**SOURCE:**
Harris: I think a lot of people aren't aware of it, but are becoming, so please help them. …
Cohen: Right, the Project for the New American Century was begun around '97 or '98 by a bunch of individuals who ultimately showed up as the officials of the Bush administration. These people like Dick Cheney and even Scooter Libby and [Paul] Wolfowitz and [Richard] Perle and so many others who are controlling the government right now [or were controlling the government]. It even included [Donald] Rumsfeld.
Scheer: Some of them should be in prison, or are in prison.
Cohen: These individuals are now calling the shots for the Bush administration. So we can understand, we can assume that the ideologies espoused by the Project for the New American Century are really the perspectives of the Bush administration. Because they control the Bush administration, including the vice president. And, one of the things, the main interest of the Project for the New American Century, was really to control, to use military might, to corporatize and control the world. I mean, in just plain English. They entertained the idea of taking over Iraq, whether or not Saddam Hussein presented a threat; they were very specific. It didn't really matter as long as they can get that area and establish a permanent base there, that's what they wanted.

**GIVEN DATA:**
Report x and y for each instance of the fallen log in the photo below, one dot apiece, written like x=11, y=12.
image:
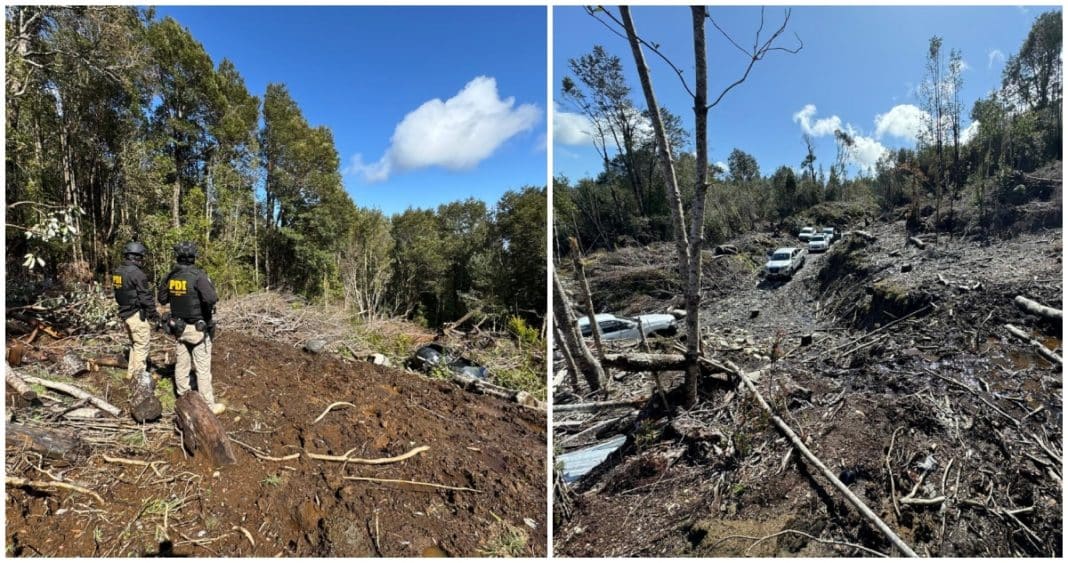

**PROBLEMS:**
1. Retype the part of the interview that opens with the words containing "Cohen: These individuals" and closes with "what they wanted.".
2. In the interview, around what years was the Project for the New American Century begun?
3. Carry on the interview about the Project for the New American Century from where it stops.

**FINAL RESULTS:**
1.
Cohen: These individuals are now calling the shots for the Bush administration. So we can understand, we can assume that the ideologies espoused by the Project for the New American Century are really the perspectives of the Bush administration. Because they control the Bush administration, including the vice president. And, one of the things, the main interest of the Project for the New American Century, was really to control, to use military might, to corporatize and control the world. I mean, in just plain English. They entertained the idea of taking over Iraq, whether or not Saddam Hussein presented a threat; they were very specific. It didn't really matter as long as they can get that area and establish a permanent base there, that's what they wanted.

2. Around '97 or '98.

3.
One of the things regarding the Internet that they talked about was the Internet has elements in a global commerce politics and power play. And they said that "any nation," and this is a quote, "wishing to assert itself globally must take account of this other new global commerce." And then they went on and said it's an invaluable tool, they said, "that could provide," and this is a quote, "America's military and political leaders," let me emphasize political leaders, "an offensive," not just a defensive, "for disabling an adversary in a decisive manner." And then when they were talking about cyberspace that it maintains that the Defense Department must establish control and provide for the security for the Internet. Now, when you bring in the Defense Department controlling the Internet - tell me if I'm speculating here - is that a recipe for controlling the Internet?
Scheer: Is this a new phenomenon with the government trying to control people? Because it seems that governments have always tried to do that, or is this Bush administration, and this time that we are in, something unique and even further than the Nazis or the communists or the Americans in the '20s, the '30s, the '40s and the '50s. Is this something that we are seeing right now that is different than the typical government control of its people?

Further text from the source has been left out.